## [Provided passage]
++++++++++
This specification relates to storage devices with soft processing.
Memory devices are widely used for storage of information. There are two main categories of memory devices: volatile memories, which generally need electrical power to maintain their stored information, and non-volatile memories, which can retain the stored information even when not powered. Common examples of volatile memories include dynamic random access memory (DRAM) and static random access memory (SRAM). Common examples of non-volatile memories include read-only memory (ROM) and flash memory.
In many semiconductor-based memory devices, data is stored in an array of memory cells. FIG. 1 shows one example of a two-dimensional memory array 110 in which cells 112 are arranged into columns and rows. Each cell 112 is connected to its neighboring cells via a pair of word line Wi and bit line Bi that together defines a unique physical address for the cell. Based on its address, each cell can be accessed (e.g., written, read, and/or erased) individually or in groups (e.g., words, pages) depending on the architecture of the memory device.
++++++++++
Spatial localization data
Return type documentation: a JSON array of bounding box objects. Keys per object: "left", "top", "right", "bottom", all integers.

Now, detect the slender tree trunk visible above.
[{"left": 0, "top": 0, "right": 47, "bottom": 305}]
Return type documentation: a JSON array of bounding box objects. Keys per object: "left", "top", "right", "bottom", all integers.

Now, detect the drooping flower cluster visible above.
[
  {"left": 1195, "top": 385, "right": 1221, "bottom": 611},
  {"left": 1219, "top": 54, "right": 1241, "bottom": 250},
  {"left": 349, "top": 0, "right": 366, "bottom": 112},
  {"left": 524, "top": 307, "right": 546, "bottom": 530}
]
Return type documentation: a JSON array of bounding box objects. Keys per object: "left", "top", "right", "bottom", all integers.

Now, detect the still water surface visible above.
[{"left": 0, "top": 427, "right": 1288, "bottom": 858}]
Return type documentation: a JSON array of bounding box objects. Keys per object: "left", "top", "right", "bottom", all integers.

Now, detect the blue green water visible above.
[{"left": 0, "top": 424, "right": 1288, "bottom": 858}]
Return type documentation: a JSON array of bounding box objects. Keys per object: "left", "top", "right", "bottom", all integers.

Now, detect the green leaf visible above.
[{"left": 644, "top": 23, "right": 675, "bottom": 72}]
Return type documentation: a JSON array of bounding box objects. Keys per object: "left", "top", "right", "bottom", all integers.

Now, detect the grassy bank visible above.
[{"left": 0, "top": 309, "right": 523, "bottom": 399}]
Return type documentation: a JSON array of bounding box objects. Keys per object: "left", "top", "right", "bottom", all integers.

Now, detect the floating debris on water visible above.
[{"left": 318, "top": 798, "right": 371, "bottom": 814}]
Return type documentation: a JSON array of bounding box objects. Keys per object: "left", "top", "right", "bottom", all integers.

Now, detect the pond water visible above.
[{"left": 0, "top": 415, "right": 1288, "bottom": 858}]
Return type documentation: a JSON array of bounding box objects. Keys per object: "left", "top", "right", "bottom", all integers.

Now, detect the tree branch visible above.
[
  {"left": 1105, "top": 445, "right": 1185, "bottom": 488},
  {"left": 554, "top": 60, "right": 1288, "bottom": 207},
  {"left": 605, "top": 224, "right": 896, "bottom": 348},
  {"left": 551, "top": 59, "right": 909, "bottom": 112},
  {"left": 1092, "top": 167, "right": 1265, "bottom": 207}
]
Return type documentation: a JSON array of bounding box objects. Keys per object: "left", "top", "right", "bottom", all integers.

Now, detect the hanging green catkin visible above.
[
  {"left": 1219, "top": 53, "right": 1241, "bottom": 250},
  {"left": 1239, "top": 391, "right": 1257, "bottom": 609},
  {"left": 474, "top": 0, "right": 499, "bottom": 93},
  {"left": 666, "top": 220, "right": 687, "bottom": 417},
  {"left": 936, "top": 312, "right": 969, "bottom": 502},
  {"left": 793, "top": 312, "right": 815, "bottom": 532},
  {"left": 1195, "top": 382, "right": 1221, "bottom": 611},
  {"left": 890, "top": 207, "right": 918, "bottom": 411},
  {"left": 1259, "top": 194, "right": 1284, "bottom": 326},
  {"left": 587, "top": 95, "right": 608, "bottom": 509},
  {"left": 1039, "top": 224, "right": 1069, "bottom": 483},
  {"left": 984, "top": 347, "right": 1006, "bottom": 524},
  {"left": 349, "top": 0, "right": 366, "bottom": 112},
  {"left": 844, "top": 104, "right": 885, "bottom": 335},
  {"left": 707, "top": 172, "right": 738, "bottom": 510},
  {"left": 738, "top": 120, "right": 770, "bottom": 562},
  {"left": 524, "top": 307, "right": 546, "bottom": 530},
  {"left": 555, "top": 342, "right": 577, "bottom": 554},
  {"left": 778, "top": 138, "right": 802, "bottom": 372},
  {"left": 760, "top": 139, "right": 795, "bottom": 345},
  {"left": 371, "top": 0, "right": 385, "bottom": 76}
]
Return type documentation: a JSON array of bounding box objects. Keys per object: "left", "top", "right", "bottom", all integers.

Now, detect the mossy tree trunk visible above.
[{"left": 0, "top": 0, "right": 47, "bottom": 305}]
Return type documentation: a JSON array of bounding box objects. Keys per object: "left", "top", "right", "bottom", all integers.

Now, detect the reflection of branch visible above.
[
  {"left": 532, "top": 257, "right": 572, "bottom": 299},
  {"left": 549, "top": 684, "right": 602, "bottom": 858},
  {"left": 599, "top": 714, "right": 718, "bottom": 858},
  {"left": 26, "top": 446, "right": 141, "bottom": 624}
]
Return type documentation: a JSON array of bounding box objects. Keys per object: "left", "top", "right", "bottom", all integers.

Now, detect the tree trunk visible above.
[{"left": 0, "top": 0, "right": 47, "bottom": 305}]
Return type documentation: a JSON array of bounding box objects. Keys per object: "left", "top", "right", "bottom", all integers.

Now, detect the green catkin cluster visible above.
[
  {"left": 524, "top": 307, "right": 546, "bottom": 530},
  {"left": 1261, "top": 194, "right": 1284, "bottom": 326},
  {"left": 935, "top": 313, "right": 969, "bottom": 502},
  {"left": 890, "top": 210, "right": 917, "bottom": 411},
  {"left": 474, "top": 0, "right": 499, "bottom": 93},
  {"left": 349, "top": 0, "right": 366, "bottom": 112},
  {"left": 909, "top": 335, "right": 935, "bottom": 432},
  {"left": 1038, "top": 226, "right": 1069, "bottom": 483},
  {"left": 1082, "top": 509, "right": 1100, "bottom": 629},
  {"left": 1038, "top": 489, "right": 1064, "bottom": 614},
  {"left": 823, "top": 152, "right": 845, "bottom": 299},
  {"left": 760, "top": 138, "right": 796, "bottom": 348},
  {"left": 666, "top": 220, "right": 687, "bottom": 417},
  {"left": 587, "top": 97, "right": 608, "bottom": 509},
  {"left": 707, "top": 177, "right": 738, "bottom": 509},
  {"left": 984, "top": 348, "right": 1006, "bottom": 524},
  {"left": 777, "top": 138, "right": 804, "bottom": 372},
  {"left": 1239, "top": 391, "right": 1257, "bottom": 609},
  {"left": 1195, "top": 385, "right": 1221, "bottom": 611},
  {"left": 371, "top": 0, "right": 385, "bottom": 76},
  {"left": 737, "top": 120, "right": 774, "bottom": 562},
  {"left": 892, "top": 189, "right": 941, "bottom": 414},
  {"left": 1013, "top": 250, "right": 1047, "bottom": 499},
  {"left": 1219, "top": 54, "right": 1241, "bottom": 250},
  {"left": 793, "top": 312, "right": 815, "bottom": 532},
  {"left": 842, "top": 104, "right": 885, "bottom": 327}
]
++++++++++
## [Tasks for this exercise]
a: According to the memory-devices passage, what pair of lines together defines a unique physical address for each cell in the array?
b: From the memory-devices passage, print the part that opens with the words containing "Memory devices are" and closes with "and flash memory.".

## [Solutions to the exercise]
a: A word line Wi and a bit line Bi.

b:
Memory devices are widely used for storage of information. There are two main categories of memory devices: volatile memories, which generally need electrical power to maintain their stored information, and non-volatile memories, which can retain the stored information even when not powered. Common examples of volatile memories include dynamic random access memory (DRAM) and static random access memory (SRAM). Common examples of non-volatile memories include read-only memory (ROM) and flash memory.